Provided text:
----------
"EXERCISE no help for depression”, was the headline that caught my eye this week. As someone who loves to keep fit and spends a lot of time encouraging others to do the same, you can imagine that I was a bit worried.

The truth, as always with these medical stories, was more complicated than it looked.

The story referred to an experiment – a multi-centre randomised control trial if you want to be technical – involving two sets of depressed people. One group was offered conventional medication, the other, anti-depressants plus exercise. The result was that both groups got better at roughly the same rate.

Of course that’s only half the story. For example, the study didn’t touch on whether exercise could prevent people getting depressed in the first place.

Equally, it didn’t take into account that exercise can stave off some of the physical and emotional factors that trigger or worsen depression, such as obesity or social isolation.

I think what the tests confirm is that there’s no silver bullet solution to lasting health and we shouldn’t look for one.

Running a marathon every week won’t make you a happier person if there are other aspects of your life constantly pulling you down. But getting out and active will never do you any harm, so never give up.

Just knowing that makes me feel better already!

ARTHUR WHARTON was a professional footballer in an era when racism was so common in sport and society it didn’t even have a name.

Thanks largely to the efforts of the Arthur Wharton Foundation, based in Darlington – where Arthur began his sporting career in 1883 – the achievements of the first black professional footballer were acknowledged by Fifa this week.

The tribute couldn’t have been more timely.

It came as the sorry Terry-Ferdinand saga grabbed most of the headlines and the organisers of Euro 2012 made contingency plans about what to do if players walked off the pitch because of racist abuse.

It would be silly and defeatist to say that we haven’t moved on in the past 130 years, but naive too, if we didn’t admit that ridding sport of racism is a work in progress.

We should also acknowledge that a lot of that progress has been made because of the pride and persistence of the black athletes who have followed in Wharton’s footsteps and who have often faced a complacent and hostile sporting establishment.

Wharton was a remarkable man – a worldrecord breaking sprinter who could play just about anywhere on any sports pitch.

Perhaps if every player in the European Championship just spared him a thought before they laced up their boots, we might see a tournament worthy of the name.

THREE out of four under-age drinkers picked up on the streets had been given the alcohol by a family member or older friend. The story in yesterday’s Echo should shame us all.

The public image of the “problem” drinker is that of the young person hopelessly out of control at the weekend. It hides the fact that an irresponsible attitude towards alcohol is ingrained in far too many older people, too.

They are oblivious to the harm that alcohol causes to them and to others It can only be changed by making drink harder to get and more expensive to buy. It isn’t just the kids who need to grow up.
----------
Assigned task 1:
Answer these from the column:
(a) In what year did Arthur Wharton begin his sporting career in Darlington?
(b) What was the second group in the trial offered?
(c) How many under-age drinkers picked up on the streets had been given the alcohol by a family member or older friend?
Assigned task 2:
Switch "family member" to "relative" in the column and write out the passage again, starting with "THREE out of" and going on through "shame us all.".
Rely only on the column above when answering.
----------
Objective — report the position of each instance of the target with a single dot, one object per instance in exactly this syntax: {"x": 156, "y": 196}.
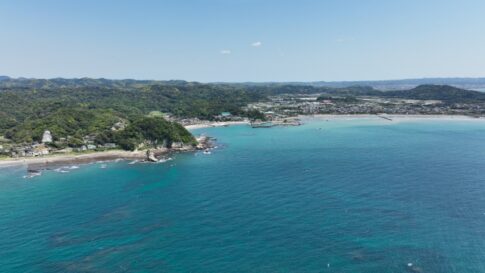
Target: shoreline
{"x": 391, "y": 117}
{"x": 67, "y": 159}
{"x": 84, "y": 158}
{"x": 215, "y": 124}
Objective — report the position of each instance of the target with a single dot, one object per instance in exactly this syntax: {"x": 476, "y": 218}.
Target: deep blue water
{"x": 337, "y": 196}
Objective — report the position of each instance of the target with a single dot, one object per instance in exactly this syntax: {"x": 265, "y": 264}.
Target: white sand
----------
Expected answer 1:
(a) 1883
(b) Anti-depressants plus exercise
(c) Three out of four

Expected answer 2:
THREE out of four under-age drinkers picked up on the streets had been given the alcohol by a relative or older friend. The story in yesterday’s Echo should shame us all.